#### RECORDS
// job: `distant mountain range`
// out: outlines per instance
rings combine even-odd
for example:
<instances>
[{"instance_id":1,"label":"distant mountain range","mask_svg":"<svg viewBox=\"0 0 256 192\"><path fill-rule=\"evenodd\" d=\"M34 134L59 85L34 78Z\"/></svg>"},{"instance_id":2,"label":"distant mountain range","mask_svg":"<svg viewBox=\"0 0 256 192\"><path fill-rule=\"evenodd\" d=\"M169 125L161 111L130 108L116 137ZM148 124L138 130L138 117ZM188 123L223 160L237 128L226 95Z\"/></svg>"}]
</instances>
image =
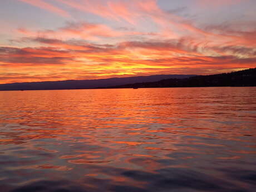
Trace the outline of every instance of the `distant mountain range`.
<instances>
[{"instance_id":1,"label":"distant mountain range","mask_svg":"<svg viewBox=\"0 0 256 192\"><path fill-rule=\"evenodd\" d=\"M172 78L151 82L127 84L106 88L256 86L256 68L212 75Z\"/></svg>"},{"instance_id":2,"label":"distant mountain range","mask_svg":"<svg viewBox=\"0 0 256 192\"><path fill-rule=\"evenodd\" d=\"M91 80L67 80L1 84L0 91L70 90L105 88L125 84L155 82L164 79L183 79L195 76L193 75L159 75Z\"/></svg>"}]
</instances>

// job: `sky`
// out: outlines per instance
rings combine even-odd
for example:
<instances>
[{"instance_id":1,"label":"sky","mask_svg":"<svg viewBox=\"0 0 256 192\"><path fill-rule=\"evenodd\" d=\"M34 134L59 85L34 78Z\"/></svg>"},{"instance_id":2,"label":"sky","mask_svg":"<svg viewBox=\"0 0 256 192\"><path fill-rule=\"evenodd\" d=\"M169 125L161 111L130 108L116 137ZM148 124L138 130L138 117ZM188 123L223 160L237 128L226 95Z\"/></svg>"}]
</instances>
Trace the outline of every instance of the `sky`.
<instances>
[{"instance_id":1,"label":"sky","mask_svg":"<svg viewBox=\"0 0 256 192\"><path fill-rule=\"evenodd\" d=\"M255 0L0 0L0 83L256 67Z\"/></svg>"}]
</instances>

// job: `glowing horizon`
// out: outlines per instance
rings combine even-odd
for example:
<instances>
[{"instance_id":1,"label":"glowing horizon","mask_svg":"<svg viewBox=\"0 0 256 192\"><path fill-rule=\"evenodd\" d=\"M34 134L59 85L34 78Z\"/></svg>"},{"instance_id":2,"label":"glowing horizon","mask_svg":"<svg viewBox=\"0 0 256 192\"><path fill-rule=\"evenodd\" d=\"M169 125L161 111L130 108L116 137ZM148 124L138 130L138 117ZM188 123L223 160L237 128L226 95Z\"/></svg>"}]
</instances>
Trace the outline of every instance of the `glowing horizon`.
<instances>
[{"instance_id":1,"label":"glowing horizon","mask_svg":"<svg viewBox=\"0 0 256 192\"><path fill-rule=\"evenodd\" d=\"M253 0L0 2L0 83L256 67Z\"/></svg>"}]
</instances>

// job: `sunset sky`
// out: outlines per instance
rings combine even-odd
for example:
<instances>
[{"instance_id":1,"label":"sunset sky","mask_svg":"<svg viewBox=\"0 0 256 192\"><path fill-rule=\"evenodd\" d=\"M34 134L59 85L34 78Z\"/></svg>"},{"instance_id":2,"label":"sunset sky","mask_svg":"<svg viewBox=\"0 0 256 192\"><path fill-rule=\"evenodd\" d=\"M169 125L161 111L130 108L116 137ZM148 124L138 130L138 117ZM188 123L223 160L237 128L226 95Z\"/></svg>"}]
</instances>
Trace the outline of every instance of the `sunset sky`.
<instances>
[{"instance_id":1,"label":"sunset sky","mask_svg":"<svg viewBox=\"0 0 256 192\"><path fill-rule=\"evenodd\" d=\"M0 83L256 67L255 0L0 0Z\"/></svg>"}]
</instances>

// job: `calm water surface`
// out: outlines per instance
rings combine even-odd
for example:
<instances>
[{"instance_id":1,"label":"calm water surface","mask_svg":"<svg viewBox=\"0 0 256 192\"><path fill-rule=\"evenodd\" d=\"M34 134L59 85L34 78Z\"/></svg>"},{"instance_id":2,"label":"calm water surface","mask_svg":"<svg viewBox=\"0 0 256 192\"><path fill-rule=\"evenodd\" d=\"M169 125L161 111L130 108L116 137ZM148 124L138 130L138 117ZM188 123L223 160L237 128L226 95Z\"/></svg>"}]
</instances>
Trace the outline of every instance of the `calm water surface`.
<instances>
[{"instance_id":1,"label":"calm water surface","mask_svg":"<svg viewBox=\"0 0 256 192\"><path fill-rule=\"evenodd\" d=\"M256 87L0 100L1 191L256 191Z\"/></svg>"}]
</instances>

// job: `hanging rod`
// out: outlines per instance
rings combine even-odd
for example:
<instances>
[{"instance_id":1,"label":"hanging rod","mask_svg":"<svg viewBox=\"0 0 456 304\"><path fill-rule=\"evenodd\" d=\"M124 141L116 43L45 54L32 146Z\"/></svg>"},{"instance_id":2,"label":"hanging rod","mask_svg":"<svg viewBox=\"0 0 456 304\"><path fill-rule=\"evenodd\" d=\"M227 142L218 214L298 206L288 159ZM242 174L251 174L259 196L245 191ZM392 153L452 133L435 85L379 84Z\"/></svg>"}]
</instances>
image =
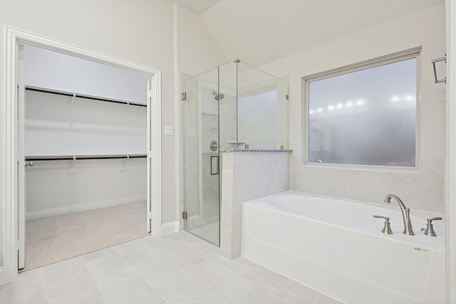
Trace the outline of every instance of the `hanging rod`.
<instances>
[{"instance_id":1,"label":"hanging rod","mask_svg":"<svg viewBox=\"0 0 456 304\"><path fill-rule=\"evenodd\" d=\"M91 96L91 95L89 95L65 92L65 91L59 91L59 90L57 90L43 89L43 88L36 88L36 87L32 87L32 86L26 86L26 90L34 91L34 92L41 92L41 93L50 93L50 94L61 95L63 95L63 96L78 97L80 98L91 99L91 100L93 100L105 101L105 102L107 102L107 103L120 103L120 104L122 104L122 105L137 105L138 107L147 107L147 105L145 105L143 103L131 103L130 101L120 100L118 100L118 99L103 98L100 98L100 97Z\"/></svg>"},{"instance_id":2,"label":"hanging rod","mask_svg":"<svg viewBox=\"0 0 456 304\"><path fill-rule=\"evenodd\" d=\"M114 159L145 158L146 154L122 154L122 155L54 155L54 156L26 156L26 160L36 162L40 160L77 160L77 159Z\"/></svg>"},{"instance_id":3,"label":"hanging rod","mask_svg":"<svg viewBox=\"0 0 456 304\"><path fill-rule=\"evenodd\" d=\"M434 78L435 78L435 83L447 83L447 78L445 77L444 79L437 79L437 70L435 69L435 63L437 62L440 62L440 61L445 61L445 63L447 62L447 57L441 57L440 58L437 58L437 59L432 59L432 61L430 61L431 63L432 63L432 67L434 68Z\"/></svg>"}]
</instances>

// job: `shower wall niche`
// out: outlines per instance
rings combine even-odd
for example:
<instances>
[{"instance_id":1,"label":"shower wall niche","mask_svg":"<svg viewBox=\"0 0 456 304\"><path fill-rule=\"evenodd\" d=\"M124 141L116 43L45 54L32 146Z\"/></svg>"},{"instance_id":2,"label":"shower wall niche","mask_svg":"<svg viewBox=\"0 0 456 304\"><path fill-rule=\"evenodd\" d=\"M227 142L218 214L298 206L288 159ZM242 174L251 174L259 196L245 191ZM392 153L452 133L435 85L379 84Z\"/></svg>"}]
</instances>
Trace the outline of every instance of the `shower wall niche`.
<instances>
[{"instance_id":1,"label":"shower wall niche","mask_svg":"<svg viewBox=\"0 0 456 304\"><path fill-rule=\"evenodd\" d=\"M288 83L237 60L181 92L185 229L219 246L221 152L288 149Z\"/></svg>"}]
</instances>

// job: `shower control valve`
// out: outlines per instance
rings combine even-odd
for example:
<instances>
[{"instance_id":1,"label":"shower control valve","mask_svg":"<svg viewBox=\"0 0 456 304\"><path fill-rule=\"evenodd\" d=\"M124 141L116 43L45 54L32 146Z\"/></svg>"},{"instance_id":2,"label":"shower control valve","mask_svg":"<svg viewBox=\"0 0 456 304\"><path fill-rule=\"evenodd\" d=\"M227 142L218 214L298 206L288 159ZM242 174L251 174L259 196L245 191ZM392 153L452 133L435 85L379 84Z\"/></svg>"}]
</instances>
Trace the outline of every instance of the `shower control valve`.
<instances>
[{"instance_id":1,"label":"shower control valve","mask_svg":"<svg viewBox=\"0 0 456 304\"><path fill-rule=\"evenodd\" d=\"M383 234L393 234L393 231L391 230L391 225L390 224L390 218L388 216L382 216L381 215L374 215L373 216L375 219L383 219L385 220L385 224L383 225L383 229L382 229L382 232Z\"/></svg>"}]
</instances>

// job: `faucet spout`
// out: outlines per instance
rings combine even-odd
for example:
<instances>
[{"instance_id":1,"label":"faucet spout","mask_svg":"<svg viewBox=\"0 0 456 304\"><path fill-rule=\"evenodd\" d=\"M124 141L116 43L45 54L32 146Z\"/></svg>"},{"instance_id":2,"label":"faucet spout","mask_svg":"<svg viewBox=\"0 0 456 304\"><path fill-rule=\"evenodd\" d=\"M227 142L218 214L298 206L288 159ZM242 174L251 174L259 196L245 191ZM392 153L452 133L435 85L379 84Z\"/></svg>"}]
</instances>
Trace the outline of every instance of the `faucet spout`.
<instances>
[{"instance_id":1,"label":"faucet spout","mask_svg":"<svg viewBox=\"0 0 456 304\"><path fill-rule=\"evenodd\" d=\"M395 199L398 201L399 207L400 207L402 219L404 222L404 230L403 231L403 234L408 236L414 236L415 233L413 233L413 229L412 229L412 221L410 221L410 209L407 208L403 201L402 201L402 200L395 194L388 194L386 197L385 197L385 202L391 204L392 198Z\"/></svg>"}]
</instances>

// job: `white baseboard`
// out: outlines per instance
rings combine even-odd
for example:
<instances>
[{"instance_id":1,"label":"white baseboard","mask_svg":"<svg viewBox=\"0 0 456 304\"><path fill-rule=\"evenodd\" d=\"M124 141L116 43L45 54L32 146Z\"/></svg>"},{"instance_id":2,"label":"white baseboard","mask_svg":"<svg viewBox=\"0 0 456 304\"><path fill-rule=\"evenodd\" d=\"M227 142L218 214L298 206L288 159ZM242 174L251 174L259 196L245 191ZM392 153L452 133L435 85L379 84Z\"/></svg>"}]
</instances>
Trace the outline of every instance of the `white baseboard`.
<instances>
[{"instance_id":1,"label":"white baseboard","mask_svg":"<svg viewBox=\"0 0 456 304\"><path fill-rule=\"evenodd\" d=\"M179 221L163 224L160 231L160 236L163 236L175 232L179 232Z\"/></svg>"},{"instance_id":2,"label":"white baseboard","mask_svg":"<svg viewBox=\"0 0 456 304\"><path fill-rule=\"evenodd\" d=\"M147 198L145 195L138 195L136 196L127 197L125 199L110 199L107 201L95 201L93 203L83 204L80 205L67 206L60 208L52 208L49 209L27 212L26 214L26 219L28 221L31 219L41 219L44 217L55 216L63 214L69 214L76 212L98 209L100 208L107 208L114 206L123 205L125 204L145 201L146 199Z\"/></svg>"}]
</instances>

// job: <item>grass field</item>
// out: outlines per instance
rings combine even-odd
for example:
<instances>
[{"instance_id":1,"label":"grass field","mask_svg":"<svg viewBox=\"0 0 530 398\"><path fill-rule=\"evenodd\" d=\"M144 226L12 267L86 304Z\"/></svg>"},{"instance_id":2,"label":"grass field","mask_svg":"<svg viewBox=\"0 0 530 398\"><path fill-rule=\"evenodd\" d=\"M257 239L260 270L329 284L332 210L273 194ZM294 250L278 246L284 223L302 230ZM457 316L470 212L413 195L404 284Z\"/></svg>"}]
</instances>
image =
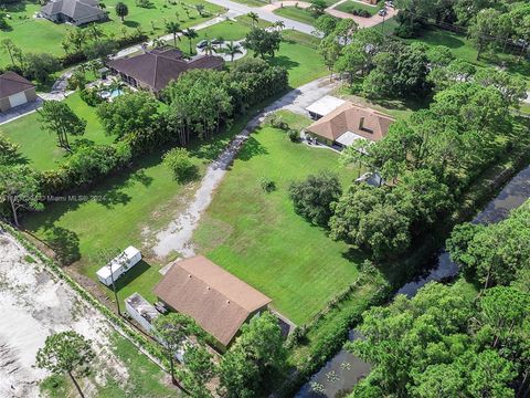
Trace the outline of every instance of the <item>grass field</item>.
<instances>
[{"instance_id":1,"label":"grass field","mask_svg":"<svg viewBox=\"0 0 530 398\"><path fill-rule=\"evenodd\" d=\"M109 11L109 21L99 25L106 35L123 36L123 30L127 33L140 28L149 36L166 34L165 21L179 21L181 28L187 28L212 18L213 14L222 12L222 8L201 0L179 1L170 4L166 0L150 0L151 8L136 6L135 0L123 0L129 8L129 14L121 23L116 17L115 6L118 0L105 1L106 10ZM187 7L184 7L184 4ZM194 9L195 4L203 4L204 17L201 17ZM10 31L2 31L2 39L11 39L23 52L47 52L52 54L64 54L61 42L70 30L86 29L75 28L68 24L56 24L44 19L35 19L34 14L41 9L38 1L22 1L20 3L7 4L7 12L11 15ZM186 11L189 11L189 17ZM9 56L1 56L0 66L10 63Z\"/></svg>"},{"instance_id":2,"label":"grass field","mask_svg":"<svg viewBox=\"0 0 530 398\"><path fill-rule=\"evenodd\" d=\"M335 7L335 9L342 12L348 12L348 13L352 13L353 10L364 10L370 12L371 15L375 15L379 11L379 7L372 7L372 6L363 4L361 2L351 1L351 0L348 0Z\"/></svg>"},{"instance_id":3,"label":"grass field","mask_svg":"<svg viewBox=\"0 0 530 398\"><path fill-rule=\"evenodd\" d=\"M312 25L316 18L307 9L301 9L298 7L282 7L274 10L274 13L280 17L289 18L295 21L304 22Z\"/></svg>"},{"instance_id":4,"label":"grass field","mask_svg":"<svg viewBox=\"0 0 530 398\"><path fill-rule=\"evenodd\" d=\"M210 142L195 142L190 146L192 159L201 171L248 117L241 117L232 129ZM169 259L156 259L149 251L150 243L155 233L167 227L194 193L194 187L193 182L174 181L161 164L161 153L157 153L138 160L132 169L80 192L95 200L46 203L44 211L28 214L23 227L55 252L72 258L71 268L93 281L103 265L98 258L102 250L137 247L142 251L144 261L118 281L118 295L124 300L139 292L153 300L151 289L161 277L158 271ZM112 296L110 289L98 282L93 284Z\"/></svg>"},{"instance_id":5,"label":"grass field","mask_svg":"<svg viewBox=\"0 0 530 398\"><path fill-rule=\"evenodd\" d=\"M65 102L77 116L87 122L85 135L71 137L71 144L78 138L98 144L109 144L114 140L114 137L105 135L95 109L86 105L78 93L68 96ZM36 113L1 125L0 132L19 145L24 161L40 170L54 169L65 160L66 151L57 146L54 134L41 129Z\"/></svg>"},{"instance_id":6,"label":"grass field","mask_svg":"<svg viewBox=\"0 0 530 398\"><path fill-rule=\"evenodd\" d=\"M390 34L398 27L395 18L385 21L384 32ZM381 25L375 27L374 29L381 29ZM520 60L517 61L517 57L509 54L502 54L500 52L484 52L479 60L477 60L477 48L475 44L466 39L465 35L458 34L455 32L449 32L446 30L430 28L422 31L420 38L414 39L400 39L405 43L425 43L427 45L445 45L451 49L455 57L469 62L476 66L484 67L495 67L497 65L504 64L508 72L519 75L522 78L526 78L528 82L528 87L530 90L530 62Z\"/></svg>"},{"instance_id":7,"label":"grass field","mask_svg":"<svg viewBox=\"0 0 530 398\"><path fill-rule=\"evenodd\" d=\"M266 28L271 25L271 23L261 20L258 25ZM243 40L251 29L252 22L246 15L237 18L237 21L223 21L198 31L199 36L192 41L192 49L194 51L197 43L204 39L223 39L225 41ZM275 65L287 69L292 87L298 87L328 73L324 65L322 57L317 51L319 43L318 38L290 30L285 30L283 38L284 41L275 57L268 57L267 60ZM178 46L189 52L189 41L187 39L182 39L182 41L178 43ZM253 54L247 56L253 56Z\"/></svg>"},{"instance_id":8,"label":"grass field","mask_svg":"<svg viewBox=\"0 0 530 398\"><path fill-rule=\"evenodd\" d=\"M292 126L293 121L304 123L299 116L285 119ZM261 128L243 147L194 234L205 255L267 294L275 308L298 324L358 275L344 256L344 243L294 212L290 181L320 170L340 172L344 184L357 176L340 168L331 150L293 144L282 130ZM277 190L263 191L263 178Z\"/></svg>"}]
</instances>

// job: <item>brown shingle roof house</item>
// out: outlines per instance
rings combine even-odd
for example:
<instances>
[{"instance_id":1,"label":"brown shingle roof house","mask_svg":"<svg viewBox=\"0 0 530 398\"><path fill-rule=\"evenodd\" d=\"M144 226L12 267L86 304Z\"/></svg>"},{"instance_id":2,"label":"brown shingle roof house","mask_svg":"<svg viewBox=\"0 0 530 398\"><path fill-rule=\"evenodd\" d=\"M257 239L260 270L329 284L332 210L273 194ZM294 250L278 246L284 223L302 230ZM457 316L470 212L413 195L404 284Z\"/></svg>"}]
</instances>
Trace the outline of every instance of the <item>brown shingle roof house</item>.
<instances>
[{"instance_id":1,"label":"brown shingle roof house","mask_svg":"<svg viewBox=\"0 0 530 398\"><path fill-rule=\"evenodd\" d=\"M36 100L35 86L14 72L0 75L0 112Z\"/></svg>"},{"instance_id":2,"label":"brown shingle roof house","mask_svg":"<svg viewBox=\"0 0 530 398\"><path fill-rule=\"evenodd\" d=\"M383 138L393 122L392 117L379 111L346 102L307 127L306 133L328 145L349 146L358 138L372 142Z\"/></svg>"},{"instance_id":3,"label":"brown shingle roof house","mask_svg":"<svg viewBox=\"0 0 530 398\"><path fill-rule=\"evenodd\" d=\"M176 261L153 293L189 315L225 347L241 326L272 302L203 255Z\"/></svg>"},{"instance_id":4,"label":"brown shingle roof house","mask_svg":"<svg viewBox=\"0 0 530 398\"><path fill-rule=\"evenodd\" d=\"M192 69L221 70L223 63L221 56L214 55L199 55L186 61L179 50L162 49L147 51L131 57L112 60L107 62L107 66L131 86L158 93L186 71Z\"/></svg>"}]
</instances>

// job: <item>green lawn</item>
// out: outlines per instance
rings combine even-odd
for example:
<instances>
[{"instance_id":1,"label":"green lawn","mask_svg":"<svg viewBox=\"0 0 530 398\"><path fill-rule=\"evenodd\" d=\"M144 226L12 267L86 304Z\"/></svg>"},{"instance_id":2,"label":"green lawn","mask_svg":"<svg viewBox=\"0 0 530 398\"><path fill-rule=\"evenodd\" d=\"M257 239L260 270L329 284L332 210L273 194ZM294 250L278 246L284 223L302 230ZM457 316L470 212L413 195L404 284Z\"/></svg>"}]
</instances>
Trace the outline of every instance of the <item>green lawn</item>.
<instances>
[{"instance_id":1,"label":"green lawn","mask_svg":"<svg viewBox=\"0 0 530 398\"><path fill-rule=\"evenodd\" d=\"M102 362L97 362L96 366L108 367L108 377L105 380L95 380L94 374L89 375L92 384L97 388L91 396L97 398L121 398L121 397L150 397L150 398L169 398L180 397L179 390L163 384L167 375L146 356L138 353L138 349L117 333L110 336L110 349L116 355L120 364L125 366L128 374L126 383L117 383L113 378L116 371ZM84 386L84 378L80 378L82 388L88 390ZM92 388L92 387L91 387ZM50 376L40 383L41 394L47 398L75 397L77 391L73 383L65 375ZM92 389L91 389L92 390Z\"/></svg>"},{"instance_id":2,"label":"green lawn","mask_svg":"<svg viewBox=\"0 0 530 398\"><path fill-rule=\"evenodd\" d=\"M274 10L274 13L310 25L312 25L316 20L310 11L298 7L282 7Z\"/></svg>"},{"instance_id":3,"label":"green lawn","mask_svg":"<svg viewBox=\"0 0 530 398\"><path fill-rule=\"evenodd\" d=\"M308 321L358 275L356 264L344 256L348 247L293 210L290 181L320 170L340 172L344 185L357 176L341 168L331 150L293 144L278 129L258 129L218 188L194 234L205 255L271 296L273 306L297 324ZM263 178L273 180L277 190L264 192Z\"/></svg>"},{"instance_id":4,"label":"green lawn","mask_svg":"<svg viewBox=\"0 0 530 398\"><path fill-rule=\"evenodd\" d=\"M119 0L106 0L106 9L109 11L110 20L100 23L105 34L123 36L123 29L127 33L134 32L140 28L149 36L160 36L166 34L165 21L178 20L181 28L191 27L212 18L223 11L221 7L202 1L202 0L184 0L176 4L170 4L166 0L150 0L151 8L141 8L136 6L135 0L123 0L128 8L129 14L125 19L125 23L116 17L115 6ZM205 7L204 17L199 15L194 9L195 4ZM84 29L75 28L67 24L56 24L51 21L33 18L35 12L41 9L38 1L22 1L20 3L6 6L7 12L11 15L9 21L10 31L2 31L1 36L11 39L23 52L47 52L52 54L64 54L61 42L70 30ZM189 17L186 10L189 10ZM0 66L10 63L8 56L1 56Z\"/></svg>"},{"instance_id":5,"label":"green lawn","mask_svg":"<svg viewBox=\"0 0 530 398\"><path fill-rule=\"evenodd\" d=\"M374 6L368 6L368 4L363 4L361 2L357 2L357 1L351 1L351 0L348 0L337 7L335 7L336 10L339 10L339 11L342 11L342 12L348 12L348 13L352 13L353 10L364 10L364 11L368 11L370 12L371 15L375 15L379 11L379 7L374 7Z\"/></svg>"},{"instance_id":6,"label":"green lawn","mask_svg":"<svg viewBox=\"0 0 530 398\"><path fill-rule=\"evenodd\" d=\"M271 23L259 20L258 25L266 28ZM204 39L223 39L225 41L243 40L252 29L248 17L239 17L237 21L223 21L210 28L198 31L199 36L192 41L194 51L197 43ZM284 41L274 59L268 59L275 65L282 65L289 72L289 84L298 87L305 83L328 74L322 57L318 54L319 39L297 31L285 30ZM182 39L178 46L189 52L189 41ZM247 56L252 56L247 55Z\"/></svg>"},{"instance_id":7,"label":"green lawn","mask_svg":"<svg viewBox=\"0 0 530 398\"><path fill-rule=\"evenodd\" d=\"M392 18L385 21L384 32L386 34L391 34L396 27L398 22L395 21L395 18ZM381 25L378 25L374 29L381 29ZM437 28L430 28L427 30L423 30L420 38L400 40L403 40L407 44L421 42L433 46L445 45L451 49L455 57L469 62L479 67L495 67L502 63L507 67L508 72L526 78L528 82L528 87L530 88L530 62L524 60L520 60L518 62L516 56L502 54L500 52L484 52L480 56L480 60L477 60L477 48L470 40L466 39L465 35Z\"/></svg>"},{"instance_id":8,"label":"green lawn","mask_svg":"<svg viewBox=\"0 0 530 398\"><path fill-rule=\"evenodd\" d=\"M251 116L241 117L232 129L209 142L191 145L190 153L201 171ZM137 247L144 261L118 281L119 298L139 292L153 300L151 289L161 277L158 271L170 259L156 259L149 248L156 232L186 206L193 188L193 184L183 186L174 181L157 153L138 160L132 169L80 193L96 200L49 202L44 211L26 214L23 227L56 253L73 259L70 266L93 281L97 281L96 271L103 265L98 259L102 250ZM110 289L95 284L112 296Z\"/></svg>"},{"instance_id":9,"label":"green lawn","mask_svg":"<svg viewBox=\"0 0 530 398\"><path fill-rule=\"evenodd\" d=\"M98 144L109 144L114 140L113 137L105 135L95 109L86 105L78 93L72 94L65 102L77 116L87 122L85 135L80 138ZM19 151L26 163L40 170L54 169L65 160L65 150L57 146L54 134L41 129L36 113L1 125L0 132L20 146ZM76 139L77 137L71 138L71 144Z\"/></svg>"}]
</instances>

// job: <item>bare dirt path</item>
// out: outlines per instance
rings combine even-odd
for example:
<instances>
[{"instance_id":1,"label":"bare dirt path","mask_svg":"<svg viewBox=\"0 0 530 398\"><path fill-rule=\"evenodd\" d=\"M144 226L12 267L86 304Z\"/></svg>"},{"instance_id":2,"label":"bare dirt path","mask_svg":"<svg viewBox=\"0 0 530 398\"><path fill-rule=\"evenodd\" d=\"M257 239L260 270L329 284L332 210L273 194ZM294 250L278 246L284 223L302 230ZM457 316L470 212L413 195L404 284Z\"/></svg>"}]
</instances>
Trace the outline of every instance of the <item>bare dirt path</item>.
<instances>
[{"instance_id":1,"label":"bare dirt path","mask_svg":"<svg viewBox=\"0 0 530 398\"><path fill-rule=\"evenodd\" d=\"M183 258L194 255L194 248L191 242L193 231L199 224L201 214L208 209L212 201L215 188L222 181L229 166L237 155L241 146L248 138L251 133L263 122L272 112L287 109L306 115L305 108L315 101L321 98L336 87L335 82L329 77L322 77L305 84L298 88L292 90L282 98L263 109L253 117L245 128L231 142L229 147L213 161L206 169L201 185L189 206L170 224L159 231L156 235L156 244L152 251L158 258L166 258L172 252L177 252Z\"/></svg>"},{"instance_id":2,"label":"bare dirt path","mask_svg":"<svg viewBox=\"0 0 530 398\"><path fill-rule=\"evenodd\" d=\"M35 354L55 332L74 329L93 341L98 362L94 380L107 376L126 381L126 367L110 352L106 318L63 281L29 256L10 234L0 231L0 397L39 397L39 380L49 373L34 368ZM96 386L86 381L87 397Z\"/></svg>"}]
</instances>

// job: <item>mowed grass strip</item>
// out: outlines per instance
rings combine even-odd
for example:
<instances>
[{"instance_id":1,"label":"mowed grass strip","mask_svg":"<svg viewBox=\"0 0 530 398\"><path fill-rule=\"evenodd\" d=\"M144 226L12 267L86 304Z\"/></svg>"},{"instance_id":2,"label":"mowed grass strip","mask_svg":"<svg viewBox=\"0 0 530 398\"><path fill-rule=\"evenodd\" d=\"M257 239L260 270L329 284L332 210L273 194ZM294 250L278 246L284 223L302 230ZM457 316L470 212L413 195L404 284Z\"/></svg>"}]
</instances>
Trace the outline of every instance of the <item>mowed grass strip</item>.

#### WHAT NEEDS TO BE DONE
Extract every line of the rows above that contains the string "glowing".

#### CORRECT RESPONSE
// job: `glowing horizon`
[{"instance_id":1,"label":"glowing horizon","mask_svg":"<svg viewBox=\"0 0 256 192\"><path fill-rule=\"evenodd\" d=\"M34 134L59 85L34 78Z\"/></svg>"},{"instance_id":2,"label":"glowing horizon","mask_svg":"<svg viewBox=\"0 0 256 192\"><path fill-rule=\"evenodd\" d=\"M169 125L161 111L130 108L116 137ZM148 124L138 130L138 117ZM188 123L223 160L237 128L226 95Z\"/></svg>"}]
Trace the outline of every instance of the `glowing horizon`.
[{"instance_id":1,"label":"glowing horizon","mask_svg":"<svg viewBox=\"0 0 256 192\"><path fill-rule=\"evenodd\" d=\"M253 0L0 2L0 83L256 67Z\"/></svg>"}]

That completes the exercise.